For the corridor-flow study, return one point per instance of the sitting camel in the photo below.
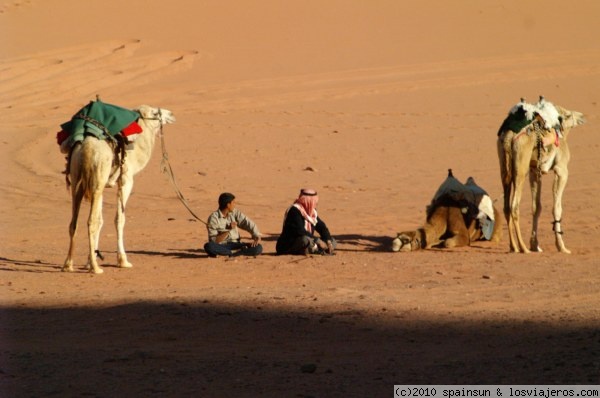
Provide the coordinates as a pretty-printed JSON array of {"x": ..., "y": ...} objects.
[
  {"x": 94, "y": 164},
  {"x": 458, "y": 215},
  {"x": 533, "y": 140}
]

───

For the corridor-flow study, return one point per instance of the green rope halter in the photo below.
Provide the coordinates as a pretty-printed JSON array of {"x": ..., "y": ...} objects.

───

The answer is each line in which the word "corridor" occurs, copied from the material above.

For the corridor-flow study, return one point per instance of the sitting camel in the photo below.
For the corridor-flow study, return one point per instance of the green rope halter in the photo below.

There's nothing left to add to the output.